━━━ PASSAGE TO READ
The first of two on-going series this month is all about Women in Film. It could be genres, actresses, filmmakers, whatever we please but it will be about one thing… Badass Women. Badass doesn’t have to tote a gun, they could just be tough as nails to take on An All-Boys Club like directing or Genre films. In fact, every Woman is a badass in their own right…
Domino Harvey is a true life figure that almost seems larger than life. Daughter of Laurence Harvey (star of The Manchurian Candidate) and Model that burned that particular life to the ground to become a Bail Bonds Woman aka A Bounty Hunter. Imagine, one of the Kardashian’s throwing their luxy life away to bust criminals with maximum force? You can’t. It doesn’t seem real. That kind of pedigree deserves a legend at the helm to give this story the “oomph” it needs. Enter Tony Scott. The late great (and sorely missed) helmer takes the story that could have been your typical A-B-C-A-woman-become-a-bad-ass story and make it into a mescaline fueled hyperbolic statement on Race, Class and Fame in America. It all ends atop the Straphosphere in Las Vegas as only Tony Scott could have perceived. At the center of this madness is Kiera Knightley as Domino Harvey… badass supreme. Knightley was never given a role as wild and kick ass since. Domino seems almost like liberating as a role, allowing Knightley to literally punch the douche bags that would have her boxed into a specific type of role. Like Susan Sarandon, Denzel Washington, Tom Cruise, and Brad Pitt before her Knightley has finds complicit accomplice in director Tony Scott. Scott for his part shoots Knightley like an of his stars before her; a complete and total badass.
━━━━━━
- _YOUR TASKS_
1. In the Domino Harvey review, who is named as Domino Harvey's father?
2. Pick up the Domino Harvey review after its final sentence and write the next part.
━━━ DATA ENTRIES
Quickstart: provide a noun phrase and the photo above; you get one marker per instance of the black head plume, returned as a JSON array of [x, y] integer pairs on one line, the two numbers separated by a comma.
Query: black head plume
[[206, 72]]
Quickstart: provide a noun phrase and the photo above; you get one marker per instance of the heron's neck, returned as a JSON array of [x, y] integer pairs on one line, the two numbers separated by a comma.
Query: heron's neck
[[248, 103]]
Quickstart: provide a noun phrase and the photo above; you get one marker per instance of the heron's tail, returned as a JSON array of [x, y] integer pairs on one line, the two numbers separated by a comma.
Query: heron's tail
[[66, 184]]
━━━━━━
━━━ DATA ENTRIES
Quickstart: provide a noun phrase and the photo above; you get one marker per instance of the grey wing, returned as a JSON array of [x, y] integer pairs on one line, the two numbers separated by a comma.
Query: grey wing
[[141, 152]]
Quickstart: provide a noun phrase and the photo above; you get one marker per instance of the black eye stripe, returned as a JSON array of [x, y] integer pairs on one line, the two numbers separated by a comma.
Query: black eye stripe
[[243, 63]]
━━━━━━
━━━ DATA ENTRIES
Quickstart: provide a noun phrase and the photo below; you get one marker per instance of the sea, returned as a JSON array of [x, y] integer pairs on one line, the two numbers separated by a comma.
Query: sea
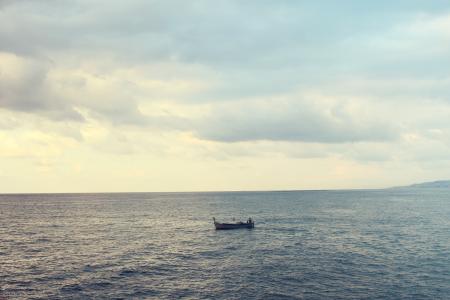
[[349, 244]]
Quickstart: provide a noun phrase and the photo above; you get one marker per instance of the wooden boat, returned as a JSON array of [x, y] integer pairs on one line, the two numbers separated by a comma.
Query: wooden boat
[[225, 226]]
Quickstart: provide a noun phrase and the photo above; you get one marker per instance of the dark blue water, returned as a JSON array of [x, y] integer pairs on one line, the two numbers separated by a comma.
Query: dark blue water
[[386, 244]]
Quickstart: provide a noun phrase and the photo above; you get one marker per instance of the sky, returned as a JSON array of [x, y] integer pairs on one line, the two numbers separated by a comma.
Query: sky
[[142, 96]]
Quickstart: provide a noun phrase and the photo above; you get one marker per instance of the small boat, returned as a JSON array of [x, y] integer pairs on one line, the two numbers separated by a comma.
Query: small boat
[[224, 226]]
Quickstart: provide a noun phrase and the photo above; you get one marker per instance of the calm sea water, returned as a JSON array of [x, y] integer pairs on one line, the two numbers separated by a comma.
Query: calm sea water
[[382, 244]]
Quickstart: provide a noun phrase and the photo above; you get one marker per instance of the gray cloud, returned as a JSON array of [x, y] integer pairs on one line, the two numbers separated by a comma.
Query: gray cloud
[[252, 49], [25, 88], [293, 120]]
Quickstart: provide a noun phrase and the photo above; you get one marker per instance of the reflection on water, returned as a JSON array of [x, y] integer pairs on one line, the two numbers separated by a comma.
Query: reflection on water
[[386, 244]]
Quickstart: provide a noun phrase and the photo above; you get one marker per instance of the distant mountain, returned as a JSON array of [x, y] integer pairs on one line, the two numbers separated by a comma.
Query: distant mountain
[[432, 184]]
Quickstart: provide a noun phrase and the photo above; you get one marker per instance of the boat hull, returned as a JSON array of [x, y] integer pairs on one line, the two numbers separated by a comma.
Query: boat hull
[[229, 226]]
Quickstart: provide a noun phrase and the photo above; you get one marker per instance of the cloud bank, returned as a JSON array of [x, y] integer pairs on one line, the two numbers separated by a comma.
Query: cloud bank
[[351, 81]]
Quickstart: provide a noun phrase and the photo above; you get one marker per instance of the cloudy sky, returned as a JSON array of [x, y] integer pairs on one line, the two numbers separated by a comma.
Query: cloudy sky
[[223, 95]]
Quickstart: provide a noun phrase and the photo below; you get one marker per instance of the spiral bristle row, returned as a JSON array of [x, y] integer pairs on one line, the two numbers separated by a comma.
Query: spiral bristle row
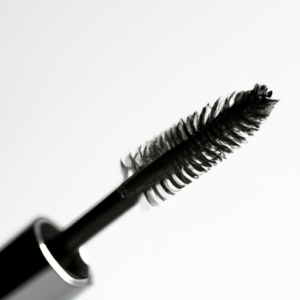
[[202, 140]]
━━━━━━
- _TASK ANSWERS_
1. Laurence Harvey, star of The Manchurian Candidate.

2.
Domino is a wild ride through the 90’s that like most Tony Scott films was released about ten years too soon. The film doesn’t shy away from the pulpier and “cheekier” aspects of the story with Beverly Hills 90210, Jerry Springer, and the E! Channel playing major plot points in the film. Scotty pulls it together in an unexpectedly strong way taking it the kitsch out of the entire proceedings. Add in some truly great supporting work by Mickey Rourke, Edgar Ramirez, Delroy Lindo, and THE Dabney Coleman … you’ve got yourself a cult action comedy dujor. The film does not shy away from the darkness that is the Domino Harvey story but Scott does not delve into the corruption and major drug use (though strongly hinted at here). Scott is more interested in what made Domino Harvey tick rather than the demons that surrounded the last part of her life. Also of note the film has one of the early truly great Mo’Nique performances before she would be nominated for her searing performance in Precious.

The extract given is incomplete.